**Assigned task**.
Exactly the lines below from the one with "the red tiled" up to and including the one with "of the leafy" make up the answer, with nothing else added.

Point localization data
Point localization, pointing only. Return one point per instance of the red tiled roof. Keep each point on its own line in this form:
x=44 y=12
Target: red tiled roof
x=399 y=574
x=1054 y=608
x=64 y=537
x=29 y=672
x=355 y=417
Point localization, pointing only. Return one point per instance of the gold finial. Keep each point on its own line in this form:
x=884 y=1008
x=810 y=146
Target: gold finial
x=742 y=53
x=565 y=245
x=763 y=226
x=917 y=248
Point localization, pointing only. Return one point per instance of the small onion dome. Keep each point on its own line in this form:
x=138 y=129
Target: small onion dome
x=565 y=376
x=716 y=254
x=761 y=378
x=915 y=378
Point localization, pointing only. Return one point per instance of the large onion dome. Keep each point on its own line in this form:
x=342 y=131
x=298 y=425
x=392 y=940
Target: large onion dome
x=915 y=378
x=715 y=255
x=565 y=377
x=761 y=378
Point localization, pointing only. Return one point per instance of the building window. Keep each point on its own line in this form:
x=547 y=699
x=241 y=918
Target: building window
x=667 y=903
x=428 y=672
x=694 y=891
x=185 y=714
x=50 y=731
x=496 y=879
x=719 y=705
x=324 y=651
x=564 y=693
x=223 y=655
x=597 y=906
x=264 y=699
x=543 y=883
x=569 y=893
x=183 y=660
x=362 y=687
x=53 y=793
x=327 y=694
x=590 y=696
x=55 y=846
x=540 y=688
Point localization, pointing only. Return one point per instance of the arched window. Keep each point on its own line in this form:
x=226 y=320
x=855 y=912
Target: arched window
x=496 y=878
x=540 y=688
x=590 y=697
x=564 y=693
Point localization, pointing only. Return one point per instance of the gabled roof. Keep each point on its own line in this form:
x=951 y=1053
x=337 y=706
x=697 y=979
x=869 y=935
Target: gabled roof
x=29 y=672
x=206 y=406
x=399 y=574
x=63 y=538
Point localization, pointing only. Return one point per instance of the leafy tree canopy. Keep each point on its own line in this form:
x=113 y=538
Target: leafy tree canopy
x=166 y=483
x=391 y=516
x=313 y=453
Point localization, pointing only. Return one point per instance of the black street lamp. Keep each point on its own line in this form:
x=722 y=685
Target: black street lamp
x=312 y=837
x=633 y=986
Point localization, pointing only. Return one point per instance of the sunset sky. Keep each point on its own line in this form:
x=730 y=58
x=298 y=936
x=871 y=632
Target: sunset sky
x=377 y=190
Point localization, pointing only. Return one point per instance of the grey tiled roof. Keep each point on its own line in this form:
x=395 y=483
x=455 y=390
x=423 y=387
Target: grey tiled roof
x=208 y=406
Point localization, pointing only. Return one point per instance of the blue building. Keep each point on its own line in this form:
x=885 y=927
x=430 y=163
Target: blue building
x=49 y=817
...
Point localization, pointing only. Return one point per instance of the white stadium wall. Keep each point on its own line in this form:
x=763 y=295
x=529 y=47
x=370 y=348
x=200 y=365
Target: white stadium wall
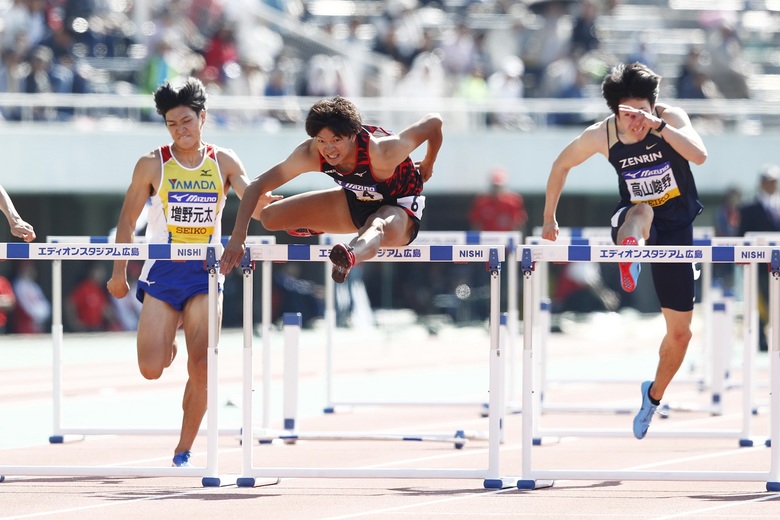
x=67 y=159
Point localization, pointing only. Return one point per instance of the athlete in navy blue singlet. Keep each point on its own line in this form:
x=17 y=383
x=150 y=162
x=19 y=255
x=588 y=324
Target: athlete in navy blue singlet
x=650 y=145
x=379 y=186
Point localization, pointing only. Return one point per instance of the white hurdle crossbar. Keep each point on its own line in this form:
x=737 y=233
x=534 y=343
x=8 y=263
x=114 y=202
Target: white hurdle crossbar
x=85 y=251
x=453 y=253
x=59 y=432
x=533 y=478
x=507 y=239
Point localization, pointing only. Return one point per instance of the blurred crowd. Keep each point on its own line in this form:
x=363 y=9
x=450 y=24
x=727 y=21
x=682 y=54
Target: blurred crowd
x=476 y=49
---
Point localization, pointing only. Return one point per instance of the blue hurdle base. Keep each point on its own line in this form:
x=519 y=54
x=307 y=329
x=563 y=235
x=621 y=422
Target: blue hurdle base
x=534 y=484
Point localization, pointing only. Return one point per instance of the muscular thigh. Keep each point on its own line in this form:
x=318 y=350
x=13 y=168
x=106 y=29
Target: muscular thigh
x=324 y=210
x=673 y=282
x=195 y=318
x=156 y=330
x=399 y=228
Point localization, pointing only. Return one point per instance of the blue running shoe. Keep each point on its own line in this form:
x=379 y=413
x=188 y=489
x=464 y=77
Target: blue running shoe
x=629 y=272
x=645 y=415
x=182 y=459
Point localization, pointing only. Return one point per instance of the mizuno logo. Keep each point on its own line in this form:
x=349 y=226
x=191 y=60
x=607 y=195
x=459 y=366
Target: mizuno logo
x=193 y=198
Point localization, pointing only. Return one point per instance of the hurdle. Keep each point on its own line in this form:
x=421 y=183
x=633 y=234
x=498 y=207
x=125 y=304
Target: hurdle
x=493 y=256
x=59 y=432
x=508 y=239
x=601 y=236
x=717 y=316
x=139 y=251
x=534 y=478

**Problem solution**.
Point localization, pointing only. Return one point per instance of the red tiled roof. Keep each point on its own line in this form:
x=44 y=12
Target: red tiled roof
x=399 y=574
x=1054 y=608
x=64 y=537
x=29 y=672
x=355 y=417
Point localization, pointing only. Return one point per instance of the gold finial. Keep each point on its own line in this form:
x=884 y=1008
x=810 y=146
Target: gold finial
x=742 y=53
x=565 y=245
x=763 y=226
x=917 y=248
Point localization, pointing only. Return one point per instance of the small onion dome. Keep each point on its own line in this form:
x=138 y=129
Target: small onion dome
x=565 y=376
x=716 y=254
x=761 y=378
x=915 y=378
Point localization, pointing only. Return one point per instance of the large onion dome. Keep each point on its own line in this form:
x=342 y=131
x=298 y=425
x=392 y=940
Target: large onion dome
x=915 y=378
x=715 y=255
x=565 y=377
x=761 y=378
Point localization, pointing only. Return one point per instance of the building window. Keep each point on its own line in this form:
x=547 y=699
x=241 y=918
Target: building window
x=667 y=903
x=428 y=672
x=694 y=891
x=185 y=714
x=50 y=731
x=496 y=879
x=719 y=705
x=324 y=651
x=564 y=693
x=223 y=655
x=597 y=906
x=264 y=699
x=543 y=883
x=569 y=893
x=183 y=660
x=362 y=687
x=53 y=793
x=327 y=694
x=590 y=696
x=55 y=846
x=540 y=688
Point localization, pointing only. Return one point per instance of the arched window. Keep each point on its own line in this form:
x=226 y=320
x=855 y=912
Target: arched window
x=496 y=878
x=540 y=688
x=590 y=697
x=564 y=693
Point localization, pointing only. Return one point per instance of the gabled roof. Keep each point on its own line in this form:
x=951 y=1053
x=337 y=706
x=697 y=979
x=869 y=935
Target: gabled roof
x=29 y=672
x=206 y=406
x=399 y=574
x=63 y=538
Point localization, pointing only. Return one point per instance of the leafy tree canopy. Keep each point on its own line in this form:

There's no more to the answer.